[WHAT YOU SHOULD DO]
In the Prisoner's Dilemma text below, reproduce verbatim everything from "The Prisoner’s Dilemma gets" down to "the full time.".

[TEXT UNDER STUDY]
-*-

# The Prisoner's Dilemma

Posted on

## Game Theory and Interdependent Outcomes

Game theory is the study of interdependent decision making, or how individuals make decisions when their optimal choice depends on what others have chosen. Probably the best known application of game theory is the Prisoner’s Dilemma. In this game, there is a tension between the incentives faced by each player and the globally optimal outcome. In the parlance of game theory, Nash equilibrium is not Pareto optimal. Nash equilibrium means that each decision maker cannot do better given what every other decision maker has chosen. Pareto optimality means that no one decision maker can do better without making another worse off.

The Prisoner’s Dilemma gets its name from the following set-up. Two criminals are caught robbing a store and are brought to the police station. The crime is punishable by three months in prison, but the police also suspect each criminal of being involved in another crime that is punishable by three additional months in prison. The police try to get them to confess to the second crime by interrogating the criminals separately. Each prisoner is independently told that he will get leniency on the theft charge if he turns the other in. If both refuse to confess, the cops will not be able charge either for the second crime. If both confess, they’ll each get extra time for the second crime minus one month for their helpful confession. If one confesses, but not the other, the confessor will get five months off the total time while the other serves the full time.

-*-

[EXTRACTED ENTRIES]
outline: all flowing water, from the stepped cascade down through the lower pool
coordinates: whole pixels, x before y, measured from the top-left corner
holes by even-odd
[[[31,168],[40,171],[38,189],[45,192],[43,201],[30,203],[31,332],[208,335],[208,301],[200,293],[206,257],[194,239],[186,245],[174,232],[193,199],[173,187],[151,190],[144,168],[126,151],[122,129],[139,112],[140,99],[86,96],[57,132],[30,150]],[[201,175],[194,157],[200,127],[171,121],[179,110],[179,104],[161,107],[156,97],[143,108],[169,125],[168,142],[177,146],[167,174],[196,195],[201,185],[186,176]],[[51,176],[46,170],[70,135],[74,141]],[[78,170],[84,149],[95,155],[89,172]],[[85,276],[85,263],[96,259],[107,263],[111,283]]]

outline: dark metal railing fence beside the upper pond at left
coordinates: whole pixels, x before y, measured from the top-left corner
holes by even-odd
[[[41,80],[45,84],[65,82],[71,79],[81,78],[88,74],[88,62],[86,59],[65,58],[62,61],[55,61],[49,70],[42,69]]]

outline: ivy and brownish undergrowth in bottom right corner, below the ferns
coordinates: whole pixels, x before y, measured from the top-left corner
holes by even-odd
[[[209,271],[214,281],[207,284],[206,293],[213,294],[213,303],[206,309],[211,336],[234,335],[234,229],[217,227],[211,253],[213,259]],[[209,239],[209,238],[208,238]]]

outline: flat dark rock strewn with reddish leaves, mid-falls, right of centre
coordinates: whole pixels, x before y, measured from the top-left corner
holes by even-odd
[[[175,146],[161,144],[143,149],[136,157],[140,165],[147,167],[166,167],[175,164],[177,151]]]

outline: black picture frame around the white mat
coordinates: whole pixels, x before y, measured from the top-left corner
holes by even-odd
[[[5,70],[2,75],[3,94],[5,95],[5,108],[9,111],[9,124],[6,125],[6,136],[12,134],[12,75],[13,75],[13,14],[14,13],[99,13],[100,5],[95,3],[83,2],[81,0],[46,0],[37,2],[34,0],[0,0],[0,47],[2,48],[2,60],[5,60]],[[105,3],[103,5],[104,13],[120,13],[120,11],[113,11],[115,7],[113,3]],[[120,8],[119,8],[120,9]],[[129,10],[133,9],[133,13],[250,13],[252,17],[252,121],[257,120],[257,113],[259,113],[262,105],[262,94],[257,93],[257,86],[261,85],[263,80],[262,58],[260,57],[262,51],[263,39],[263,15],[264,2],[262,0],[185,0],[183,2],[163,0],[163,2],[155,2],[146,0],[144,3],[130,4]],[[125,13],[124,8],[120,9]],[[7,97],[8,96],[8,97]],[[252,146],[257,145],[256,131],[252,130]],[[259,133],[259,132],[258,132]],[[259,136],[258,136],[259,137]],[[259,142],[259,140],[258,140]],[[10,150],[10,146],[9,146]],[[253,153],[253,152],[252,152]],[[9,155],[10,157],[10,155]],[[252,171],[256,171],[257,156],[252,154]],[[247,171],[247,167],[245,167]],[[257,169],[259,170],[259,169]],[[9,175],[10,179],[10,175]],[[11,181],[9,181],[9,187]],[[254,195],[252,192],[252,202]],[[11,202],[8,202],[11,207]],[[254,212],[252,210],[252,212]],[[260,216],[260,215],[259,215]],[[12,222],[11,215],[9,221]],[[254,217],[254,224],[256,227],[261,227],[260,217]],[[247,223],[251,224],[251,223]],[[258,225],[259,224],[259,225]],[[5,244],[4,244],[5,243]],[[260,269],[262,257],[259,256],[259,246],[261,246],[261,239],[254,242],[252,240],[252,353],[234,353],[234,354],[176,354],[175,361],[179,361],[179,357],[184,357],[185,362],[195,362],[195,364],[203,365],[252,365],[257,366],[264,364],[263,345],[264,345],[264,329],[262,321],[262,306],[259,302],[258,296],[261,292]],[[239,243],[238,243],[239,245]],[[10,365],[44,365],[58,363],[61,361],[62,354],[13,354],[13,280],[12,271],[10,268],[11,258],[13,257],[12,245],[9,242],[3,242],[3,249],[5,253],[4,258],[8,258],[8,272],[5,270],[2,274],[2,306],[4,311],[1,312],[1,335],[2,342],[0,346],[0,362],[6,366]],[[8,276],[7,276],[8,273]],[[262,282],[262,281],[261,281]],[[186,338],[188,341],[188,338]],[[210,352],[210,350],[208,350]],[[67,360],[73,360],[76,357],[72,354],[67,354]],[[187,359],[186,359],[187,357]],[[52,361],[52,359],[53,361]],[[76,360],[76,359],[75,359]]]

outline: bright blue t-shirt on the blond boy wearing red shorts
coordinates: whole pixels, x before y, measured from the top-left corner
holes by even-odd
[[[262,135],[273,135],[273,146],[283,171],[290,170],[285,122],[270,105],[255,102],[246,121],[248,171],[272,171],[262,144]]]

-*-

[ANSWER SECTION]
The Prisoner’s Dilemma gets its name from the following set-up. Two criminals are caught robbing a store and are brought to the police station. The crime is punishable by three months in prison, but the police also suspect each criminal of being involved in another crime that is punishable by three additional months in prison. The police try to get them to confess to the second crime by interrogating the criminals separately. Each prisoner is independently told that he will get leniency on the theft charge if he turns the other in. If both refuse to confess, the cops will not be able charge either for the second crime. If both confess, they’ll each get extra time for the second crime minus one month for their helpful confession. If one confesses, but not the other, the confessor will get five months off the total time while the other serves the full time.